Material provided =>
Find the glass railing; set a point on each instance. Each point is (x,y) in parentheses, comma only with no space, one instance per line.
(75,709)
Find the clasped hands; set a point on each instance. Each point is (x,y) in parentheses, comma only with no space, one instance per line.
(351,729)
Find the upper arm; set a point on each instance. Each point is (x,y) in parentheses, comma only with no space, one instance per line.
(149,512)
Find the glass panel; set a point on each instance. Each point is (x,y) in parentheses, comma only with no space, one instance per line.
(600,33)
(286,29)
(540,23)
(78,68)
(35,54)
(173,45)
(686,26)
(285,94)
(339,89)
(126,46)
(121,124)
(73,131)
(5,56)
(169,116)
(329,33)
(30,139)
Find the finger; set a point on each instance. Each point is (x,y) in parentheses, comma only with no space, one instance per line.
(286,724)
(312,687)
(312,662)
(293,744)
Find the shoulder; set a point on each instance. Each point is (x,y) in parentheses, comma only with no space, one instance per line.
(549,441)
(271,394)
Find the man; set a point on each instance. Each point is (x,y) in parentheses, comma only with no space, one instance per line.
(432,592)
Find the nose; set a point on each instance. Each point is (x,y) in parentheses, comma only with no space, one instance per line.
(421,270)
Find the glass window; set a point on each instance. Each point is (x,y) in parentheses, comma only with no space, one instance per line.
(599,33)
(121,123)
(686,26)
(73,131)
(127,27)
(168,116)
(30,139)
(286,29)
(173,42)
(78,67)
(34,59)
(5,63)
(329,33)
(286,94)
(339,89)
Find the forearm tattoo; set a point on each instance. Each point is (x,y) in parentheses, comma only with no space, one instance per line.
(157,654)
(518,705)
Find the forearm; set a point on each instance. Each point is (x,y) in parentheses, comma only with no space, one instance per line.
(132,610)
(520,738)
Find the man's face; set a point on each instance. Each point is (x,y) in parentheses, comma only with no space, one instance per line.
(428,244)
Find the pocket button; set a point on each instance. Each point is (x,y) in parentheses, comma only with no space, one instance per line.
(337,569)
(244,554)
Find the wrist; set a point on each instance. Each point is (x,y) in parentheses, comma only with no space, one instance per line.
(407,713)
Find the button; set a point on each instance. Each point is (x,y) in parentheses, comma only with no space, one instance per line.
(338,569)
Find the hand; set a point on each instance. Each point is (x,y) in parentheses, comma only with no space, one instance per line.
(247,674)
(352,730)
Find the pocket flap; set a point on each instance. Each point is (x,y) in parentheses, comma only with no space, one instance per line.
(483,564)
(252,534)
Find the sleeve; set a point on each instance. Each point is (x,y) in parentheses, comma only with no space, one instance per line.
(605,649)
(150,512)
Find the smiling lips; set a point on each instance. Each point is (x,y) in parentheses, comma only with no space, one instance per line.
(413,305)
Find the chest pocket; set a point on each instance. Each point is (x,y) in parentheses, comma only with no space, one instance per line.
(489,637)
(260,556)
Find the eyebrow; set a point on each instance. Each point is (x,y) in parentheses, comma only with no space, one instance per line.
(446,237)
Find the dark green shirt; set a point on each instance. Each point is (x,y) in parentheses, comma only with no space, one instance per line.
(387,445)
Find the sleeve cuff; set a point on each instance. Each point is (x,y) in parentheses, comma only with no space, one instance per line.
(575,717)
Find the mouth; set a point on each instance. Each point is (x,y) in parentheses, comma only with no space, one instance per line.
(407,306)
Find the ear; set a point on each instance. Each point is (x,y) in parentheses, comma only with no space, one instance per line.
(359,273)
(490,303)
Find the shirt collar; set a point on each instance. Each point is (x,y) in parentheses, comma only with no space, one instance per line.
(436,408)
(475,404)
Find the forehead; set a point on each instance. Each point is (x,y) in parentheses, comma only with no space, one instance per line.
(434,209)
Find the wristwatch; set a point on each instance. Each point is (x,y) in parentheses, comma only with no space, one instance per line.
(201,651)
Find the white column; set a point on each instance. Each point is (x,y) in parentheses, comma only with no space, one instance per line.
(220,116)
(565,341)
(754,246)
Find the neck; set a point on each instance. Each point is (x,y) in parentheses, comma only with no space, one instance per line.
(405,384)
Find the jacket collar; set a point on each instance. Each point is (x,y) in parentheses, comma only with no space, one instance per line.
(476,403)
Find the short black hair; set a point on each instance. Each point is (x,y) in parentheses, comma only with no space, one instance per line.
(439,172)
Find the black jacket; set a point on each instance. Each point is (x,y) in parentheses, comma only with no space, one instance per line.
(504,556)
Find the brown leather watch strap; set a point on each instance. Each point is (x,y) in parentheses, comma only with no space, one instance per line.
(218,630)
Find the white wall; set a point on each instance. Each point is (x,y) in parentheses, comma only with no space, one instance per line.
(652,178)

==

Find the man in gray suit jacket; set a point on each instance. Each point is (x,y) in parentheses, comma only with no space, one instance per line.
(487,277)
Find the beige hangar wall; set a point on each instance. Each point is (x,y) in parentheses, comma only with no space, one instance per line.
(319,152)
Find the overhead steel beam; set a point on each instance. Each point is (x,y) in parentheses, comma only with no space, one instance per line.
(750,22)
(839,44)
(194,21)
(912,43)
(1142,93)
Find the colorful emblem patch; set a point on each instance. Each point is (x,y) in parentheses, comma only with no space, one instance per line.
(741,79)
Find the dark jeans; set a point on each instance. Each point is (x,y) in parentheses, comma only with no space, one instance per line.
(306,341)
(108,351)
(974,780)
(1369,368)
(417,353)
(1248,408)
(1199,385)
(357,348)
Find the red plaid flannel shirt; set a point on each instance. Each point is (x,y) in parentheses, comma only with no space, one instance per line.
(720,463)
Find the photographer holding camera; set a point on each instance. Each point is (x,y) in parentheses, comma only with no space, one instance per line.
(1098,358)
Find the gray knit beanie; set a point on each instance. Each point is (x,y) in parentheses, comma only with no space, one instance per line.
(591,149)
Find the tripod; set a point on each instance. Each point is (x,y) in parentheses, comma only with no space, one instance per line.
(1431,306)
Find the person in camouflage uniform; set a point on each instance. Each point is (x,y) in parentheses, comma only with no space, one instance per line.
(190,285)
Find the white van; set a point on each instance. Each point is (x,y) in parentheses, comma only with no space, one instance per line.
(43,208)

...

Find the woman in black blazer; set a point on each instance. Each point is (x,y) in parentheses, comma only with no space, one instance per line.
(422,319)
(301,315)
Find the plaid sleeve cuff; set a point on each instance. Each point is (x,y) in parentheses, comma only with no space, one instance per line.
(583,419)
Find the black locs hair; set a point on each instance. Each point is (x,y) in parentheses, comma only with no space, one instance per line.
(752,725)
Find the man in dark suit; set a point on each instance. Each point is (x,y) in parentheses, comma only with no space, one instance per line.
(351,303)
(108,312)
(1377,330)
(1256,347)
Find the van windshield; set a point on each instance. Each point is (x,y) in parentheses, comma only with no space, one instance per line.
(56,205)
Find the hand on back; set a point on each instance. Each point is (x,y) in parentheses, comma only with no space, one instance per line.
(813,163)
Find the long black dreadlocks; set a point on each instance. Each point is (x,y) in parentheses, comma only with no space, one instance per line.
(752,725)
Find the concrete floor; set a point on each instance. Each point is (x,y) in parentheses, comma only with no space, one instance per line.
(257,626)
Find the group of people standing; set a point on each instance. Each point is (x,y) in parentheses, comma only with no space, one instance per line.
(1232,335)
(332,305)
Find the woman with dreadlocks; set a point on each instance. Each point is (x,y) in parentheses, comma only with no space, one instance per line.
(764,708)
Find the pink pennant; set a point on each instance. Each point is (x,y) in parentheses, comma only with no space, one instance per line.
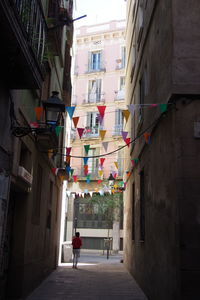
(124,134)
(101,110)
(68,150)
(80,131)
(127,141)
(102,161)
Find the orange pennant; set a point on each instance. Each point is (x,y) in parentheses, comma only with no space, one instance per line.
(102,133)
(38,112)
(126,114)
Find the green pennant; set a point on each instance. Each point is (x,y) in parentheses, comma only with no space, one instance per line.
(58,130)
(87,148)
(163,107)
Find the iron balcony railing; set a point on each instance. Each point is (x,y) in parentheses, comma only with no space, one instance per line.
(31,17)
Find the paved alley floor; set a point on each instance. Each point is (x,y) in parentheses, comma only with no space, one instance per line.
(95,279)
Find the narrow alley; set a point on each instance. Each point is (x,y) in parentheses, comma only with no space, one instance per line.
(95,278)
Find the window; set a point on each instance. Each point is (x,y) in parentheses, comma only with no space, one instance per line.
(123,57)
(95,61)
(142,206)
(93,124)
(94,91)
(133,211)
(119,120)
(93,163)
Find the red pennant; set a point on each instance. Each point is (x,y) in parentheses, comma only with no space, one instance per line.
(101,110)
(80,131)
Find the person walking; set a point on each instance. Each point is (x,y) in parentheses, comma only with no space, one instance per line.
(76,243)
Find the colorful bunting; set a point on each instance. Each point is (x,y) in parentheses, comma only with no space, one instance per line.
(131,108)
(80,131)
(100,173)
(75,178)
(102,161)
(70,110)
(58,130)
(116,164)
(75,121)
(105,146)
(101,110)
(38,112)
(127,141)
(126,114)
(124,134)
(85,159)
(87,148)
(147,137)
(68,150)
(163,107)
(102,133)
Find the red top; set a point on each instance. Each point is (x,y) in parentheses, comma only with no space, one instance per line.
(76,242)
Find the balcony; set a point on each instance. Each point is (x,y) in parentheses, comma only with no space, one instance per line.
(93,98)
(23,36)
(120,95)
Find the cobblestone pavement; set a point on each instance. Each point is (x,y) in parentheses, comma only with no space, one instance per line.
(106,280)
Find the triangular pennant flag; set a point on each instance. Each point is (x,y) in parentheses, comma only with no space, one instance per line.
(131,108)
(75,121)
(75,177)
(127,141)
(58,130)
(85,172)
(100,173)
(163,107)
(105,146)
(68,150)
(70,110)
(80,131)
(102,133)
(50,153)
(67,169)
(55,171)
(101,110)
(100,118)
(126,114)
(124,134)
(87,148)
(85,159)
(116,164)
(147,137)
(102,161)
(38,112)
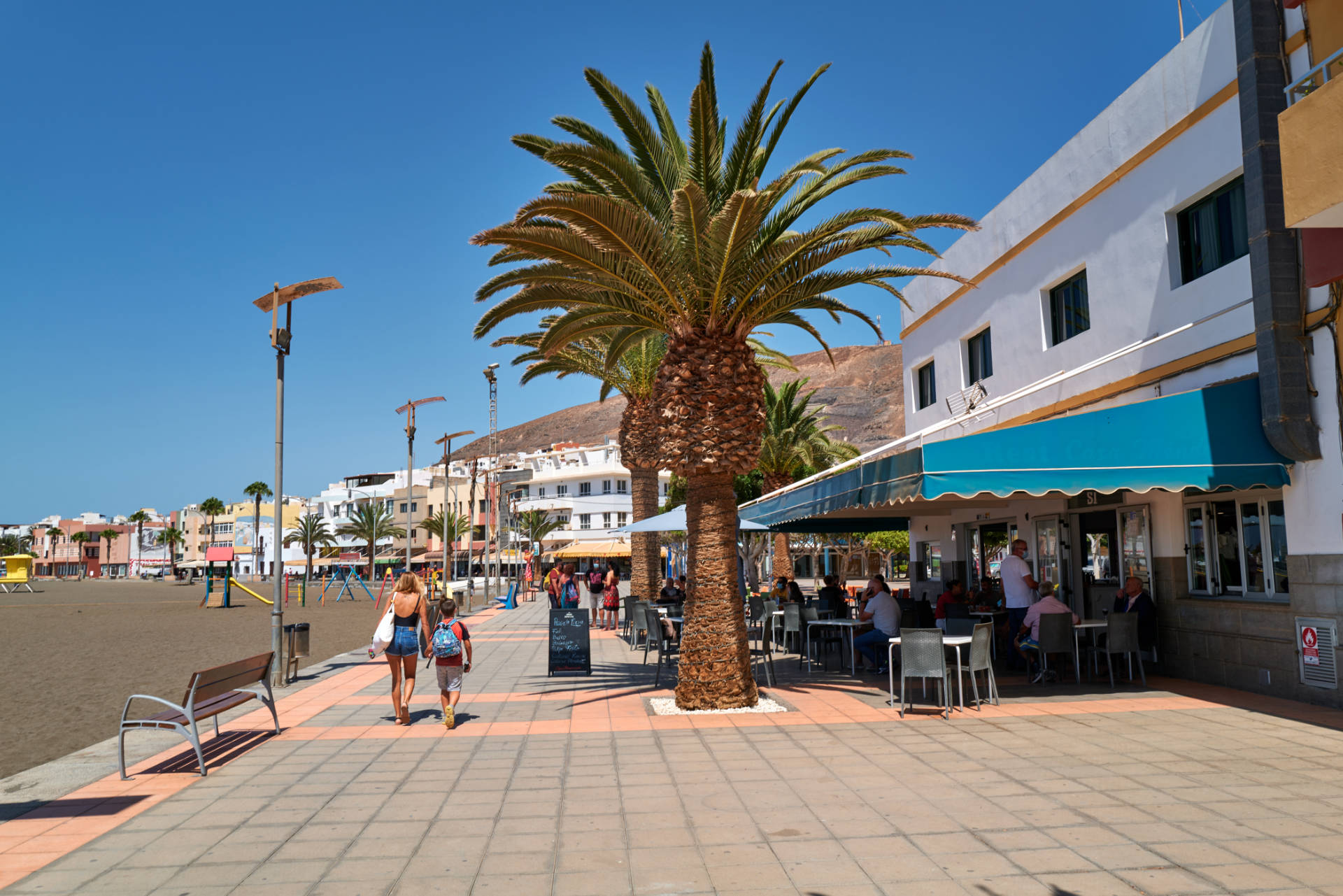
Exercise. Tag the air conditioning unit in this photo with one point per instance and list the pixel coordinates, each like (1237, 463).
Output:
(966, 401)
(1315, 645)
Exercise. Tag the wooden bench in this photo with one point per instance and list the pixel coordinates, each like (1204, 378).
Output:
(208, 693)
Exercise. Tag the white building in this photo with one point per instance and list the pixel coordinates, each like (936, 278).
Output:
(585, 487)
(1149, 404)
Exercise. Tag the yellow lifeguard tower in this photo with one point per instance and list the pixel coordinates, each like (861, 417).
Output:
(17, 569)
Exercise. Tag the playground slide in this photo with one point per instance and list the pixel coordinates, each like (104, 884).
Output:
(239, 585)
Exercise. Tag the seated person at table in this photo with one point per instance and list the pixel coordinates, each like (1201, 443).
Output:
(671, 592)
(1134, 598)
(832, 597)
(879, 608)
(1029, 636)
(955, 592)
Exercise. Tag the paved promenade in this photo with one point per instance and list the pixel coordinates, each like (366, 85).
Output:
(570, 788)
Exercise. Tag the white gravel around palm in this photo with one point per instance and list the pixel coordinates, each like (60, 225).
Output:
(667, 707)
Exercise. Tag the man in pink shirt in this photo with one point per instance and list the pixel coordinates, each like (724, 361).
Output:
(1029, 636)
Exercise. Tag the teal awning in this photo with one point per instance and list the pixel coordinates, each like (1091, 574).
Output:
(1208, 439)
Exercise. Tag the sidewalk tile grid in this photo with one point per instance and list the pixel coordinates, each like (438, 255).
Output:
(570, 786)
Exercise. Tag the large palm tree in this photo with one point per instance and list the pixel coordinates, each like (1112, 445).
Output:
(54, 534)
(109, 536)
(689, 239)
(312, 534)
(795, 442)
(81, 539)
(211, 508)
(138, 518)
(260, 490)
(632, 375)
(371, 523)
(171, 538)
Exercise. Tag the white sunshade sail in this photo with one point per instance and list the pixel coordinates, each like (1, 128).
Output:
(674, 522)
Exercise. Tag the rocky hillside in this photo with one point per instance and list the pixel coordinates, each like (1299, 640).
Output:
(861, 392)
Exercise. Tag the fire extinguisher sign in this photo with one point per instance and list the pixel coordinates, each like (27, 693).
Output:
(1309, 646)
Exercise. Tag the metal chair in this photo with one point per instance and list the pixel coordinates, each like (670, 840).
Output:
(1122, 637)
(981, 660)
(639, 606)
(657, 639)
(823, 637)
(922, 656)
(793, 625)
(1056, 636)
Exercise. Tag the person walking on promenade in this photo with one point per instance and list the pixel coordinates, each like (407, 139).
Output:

About this task => Each line of the entries that holds "promenade" should be counted, and only the total given.

Answer => 2